» EXERCISE DESCRIPTION: Nothing other than the lines from the one containing "tile roof house" through the close of the entries below should be printed, each exactly.
+===+
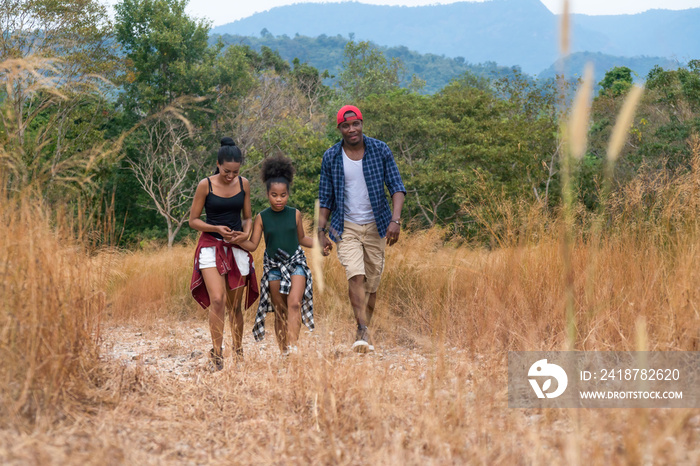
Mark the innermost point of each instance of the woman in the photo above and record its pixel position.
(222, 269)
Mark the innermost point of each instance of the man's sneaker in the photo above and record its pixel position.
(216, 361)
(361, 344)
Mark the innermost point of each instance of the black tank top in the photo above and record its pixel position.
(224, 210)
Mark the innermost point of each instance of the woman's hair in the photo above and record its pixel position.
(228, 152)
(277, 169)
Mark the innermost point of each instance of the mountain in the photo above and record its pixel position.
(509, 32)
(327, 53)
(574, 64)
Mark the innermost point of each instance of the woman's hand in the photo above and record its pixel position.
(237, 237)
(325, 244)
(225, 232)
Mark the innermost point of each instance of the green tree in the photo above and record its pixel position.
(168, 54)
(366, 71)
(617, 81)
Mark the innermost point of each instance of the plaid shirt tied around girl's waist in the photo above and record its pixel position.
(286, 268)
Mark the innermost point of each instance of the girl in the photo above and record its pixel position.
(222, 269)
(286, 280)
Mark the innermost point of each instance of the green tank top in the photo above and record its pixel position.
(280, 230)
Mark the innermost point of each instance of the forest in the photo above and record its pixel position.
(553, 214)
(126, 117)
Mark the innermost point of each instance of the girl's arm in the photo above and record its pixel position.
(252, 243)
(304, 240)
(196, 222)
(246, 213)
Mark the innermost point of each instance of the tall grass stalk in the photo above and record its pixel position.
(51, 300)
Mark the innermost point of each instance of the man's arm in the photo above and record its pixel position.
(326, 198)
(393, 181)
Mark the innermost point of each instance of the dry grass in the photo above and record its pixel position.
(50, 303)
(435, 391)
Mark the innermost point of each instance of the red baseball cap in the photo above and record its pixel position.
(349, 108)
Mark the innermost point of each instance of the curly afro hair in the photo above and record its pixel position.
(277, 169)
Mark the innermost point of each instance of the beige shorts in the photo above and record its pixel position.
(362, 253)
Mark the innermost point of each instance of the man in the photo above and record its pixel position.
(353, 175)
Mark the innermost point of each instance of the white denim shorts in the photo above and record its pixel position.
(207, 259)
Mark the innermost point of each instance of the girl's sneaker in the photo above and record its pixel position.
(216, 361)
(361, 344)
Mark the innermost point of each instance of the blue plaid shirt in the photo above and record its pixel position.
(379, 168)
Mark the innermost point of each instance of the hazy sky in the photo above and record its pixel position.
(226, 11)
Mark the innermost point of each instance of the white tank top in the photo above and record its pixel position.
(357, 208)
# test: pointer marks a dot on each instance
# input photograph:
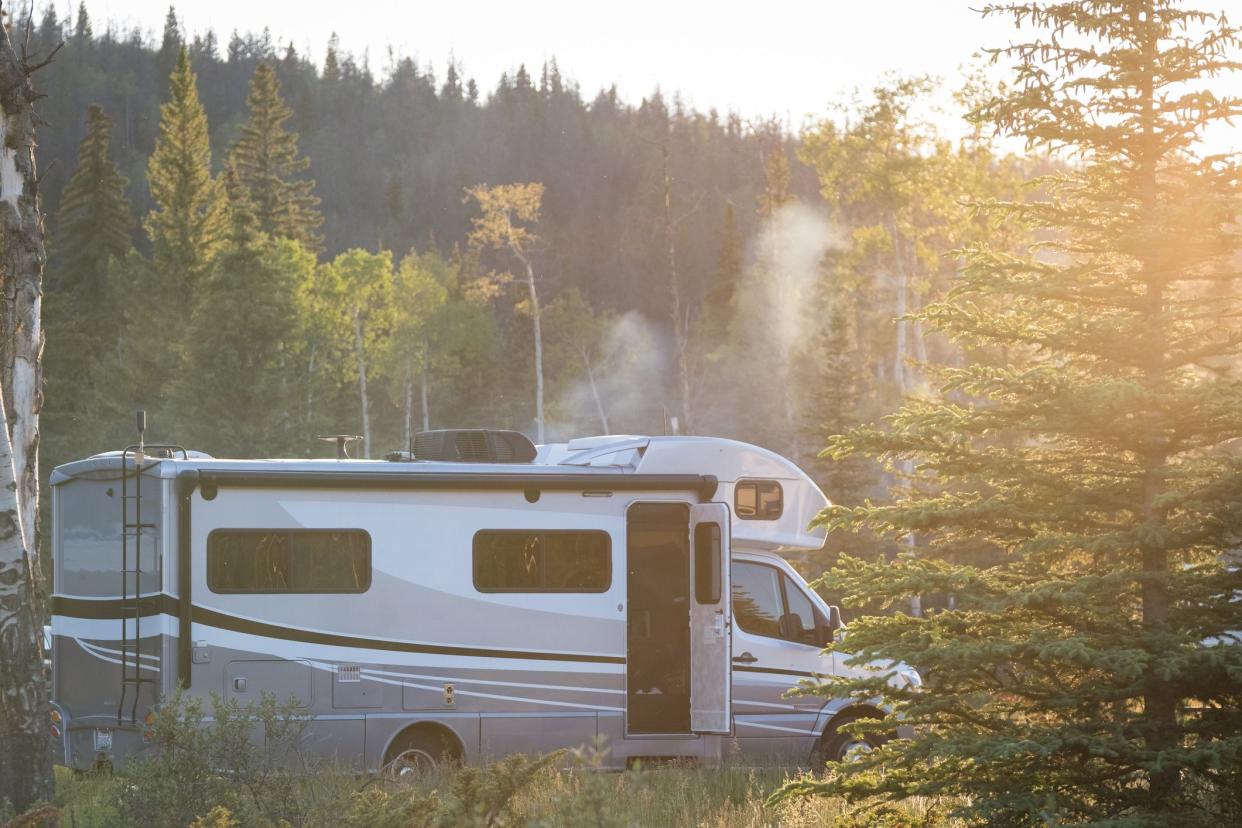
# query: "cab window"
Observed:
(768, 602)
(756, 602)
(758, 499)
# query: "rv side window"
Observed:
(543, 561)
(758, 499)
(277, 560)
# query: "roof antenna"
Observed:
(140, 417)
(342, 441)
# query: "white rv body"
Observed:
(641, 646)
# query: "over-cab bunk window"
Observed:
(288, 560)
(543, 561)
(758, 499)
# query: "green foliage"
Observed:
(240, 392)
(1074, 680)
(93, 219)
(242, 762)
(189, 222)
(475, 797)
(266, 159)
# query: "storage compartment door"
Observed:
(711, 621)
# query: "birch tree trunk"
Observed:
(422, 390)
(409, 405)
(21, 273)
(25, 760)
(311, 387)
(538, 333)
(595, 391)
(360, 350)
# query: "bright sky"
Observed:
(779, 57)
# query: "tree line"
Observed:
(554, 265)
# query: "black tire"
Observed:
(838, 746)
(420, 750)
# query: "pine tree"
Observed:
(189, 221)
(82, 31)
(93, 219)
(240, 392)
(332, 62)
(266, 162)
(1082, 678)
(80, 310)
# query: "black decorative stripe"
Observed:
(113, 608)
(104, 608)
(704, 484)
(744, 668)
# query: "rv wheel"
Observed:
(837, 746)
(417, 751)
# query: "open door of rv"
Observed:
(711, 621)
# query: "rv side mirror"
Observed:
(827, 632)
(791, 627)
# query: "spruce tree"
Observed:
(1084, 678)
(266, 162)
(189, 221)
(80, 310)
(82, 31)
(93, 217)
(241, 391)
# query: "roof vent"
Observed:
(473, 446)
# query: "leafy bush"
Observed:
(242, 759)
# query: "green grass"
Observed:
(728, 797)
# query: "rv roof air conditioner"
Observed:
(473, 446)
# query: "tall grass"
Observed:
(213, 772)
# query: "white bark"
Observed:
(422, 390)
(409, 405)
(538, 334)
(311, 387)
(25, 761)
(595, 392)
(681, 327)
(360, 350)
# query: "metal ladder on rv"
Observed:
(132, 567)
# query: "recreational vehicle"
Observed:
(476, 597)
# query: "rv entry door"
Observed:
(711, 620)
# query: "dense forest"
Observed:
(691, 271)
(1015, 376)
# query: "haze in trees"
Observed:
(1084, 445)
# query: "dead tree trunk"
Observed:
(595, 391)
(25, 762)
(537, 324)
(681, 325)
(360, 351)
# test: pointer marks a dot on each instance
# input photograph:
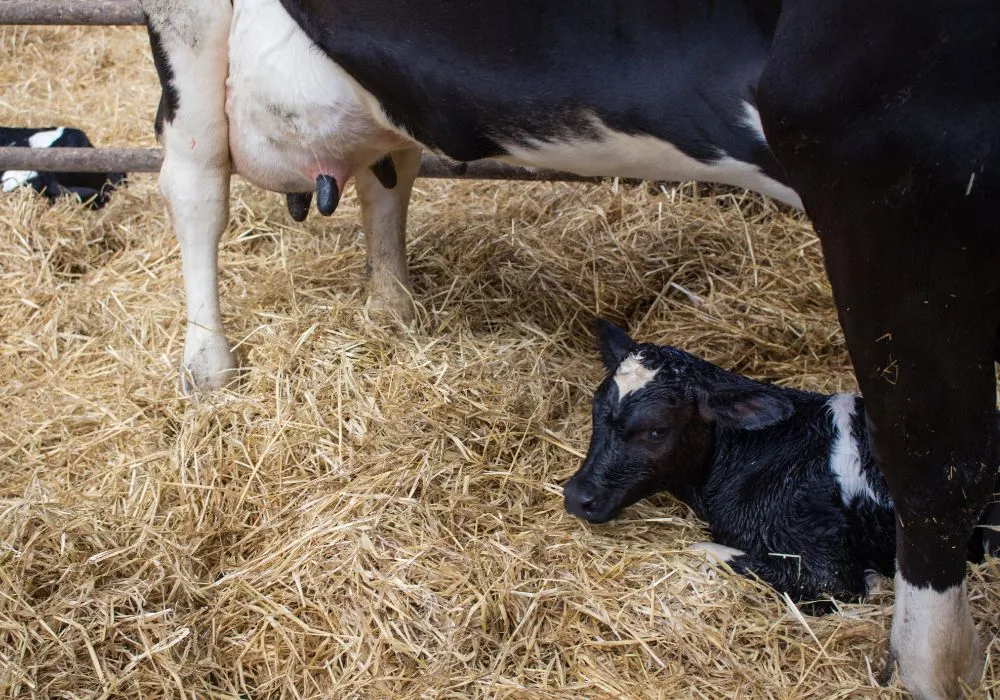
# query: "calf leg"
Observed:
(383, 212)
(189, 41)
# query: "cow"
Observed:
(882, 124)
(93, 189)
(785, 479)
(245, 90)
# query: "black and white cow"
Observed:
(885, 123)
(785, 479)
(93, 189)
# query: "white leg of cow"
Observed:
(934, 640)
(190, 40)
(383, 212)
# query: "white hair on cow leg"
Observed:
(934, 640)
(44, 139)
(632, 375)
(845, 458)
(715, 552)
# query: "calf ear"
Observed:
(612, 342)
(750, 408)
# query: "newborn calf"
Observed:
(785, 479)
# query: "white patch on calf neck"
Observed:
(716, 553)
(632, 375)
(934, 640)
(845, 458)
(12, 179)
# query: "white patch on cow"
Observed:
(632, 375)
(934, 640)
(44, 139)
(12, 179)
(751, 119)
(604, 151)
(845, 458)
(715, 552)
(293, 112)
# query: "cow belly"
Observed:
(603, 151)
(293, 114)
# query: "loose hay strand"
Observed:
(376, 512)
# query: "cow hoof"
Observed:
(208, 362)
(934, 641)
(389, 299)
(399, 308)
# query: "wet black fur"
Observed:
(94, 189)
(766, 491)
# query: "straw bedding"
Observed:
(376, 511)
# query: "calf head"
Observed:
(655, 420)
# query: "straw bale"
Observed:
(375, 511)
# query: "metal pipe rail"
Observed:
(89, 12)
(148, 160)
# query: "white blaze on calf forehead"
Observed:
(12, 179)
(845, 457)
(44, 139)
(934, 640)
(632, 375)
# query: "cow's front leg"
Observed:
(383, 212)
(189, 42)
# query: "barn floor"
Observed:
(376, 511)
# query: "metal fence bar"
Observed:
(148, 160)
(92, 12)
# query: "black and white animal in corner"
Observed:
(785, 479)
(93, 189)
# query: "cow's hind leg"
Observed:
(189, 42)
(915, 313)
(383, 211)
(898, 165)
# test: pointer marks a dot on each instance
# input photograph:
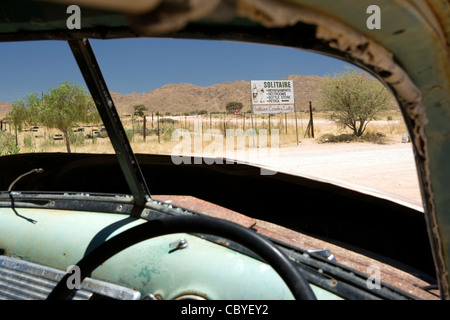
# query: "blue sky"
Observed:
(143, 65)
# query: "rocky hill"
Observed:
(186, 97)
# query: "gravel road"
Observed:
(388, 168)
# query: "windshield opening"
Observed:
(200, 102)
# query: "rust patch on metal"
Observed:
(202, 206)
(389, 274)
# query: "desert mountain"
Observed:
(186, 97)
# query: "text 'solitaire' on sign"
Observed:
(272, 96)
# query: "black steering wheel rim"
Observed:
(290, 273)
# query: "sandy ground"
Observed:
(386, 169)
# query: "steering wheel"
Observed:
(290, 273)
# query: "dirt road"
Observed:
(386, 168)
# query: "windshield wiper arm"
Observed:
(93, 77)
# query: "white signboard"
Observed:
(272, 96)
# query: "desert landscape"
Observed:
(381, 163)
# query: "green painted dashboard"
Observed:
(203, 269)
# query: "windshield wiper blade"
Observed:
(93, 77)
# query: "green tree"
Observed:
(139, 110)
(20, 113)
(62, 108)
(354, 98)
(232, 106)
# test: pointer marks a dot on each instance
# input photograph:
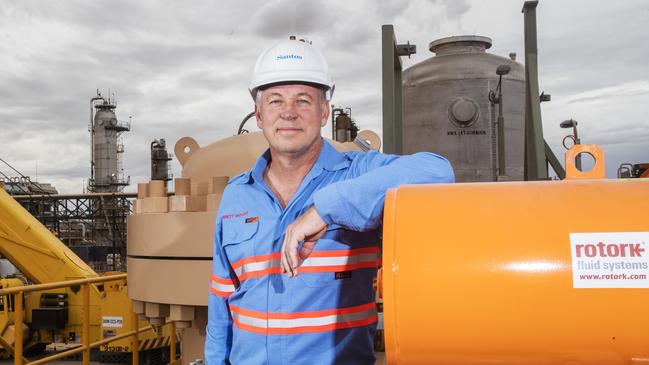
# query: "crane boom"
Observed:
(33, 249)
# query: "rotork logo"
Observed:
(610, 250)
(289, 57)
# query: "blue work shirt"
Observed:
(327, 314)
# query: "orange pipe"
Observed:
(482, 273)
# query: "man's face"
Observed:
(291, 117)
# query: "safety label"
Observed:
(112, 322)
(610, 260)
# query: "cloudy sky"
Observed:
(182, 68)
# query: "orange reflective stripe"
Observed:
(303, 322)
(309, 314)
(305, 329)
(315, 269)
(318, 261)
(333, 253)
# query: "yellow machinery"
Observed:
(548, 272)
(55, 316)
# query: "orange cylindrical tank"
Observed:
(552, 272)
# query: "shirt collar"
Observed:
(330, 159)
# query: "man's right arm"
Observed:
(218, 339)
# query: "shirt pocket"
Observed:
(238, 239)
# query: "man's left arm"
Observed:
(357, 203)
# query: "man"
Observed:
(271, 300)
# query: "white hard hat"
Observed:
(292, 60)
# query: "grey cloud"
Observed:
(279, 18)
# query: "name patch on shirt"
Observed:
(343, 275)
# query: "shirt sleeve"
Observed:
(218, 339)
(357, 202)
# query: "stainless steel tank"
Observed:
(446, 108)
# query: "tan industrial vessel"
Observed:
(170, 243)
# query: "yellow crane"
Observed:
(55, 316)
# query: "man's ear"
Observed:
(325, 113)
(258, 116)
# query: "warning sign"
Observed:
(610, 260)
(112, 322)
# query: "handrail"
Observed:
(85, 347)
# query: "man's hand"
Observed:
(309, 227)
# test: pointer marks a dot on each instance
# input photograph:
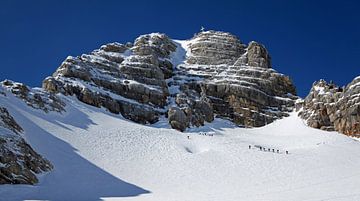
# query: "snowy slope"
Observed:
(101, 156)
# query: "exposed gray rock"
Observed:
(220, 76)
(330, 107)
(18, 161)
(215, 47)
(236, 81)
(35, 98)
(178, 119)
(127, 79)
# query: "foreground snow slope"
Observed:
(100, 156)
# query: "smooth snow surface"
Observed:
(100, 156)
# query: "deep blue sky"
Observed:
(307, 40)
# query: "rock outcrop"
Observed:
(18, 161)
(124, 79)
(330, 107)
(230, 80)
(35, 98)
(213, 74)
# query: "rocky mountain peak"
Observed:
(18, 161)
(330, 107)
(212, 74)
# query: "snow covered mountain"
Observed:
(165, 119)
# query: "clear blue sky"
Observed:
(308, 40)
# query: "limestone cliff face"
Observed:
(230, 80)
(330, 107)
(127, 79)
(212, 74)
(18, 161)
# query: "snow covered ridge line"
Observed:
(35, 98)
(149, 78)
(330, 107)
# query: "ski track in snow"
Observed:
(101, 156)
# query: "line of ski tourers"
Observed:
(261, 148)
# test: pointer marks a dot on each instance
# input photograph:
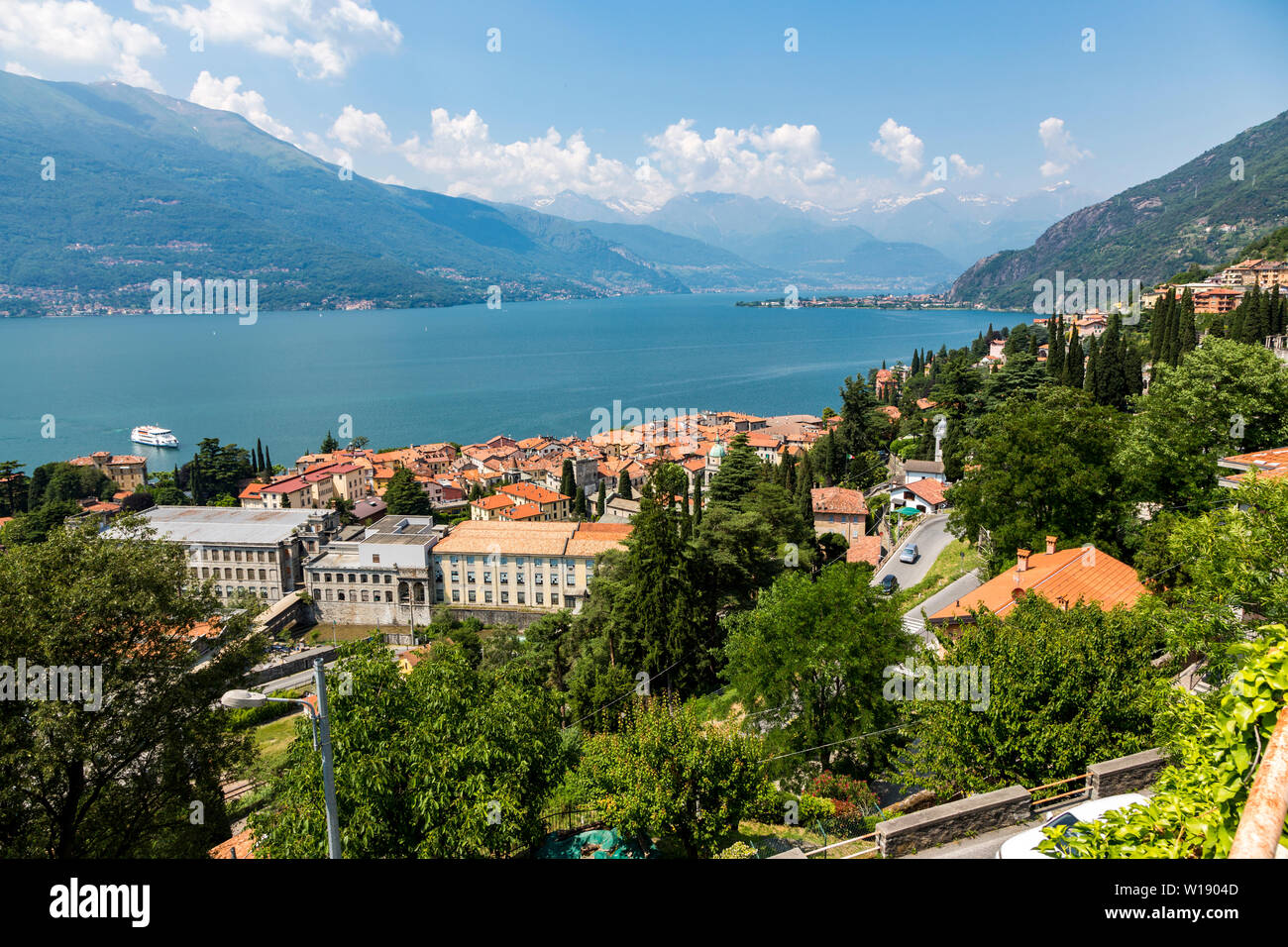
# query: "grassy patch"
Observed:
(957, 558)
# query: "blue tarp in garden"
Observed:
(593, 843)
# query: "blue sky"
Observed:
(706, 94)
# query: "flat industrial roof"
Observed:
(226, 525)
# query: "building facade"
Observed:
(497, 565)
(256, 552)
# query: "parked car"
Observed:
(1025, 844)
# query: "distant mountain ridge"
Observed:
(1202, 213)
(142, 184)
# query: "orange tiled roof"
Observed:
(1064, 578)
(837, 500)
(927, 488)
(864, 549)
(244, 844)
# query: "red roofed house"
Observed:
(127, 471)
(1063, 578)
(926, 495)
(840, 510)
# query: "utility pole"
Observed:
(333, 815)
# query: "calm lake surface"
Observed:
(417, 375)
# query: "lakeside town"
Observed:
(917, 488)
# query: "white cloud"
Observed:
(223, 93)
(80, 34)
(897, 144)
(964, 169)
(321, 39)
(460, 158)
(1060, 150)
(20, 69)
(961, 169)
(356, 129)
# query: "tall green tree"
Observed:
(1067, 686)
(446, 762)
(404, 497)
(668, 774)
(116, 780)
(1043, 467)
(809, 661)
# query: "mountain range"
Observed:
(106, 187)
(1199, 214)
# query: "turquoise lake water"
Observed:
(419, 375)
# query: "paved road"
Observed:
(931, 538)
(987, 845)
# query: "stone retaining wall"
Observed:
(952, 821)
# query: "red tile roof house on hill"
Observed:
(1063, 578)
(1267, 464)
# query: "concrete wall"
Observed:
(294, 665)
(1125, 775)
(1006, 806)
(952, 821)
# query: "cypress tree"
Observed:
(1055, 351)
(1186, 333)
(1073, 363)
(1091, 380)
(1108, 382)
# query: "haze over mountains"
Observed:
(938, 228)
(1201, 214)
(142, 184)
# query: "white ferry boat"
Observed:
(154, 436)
+===+
» WORKED ANSWER:
# query: "red tile roof house on hill"
Observed:
(1063, 578)
(1267, 464)
# query: "concrete wall"
Observed:
(294, 665)
(1125, 775)
(1006, 806)
(952, 821)
# query: "cypress tree"
Observed:
(1055, 351)
(1186, 333)
(1073, 363)
(1091, 380)
(1108, 382)
# query: "haze over mountains"
Observed:
(938, 228)
(1201, 214)
(142, 184)
# query: "white ferry boat"
Observed:
(154, 436)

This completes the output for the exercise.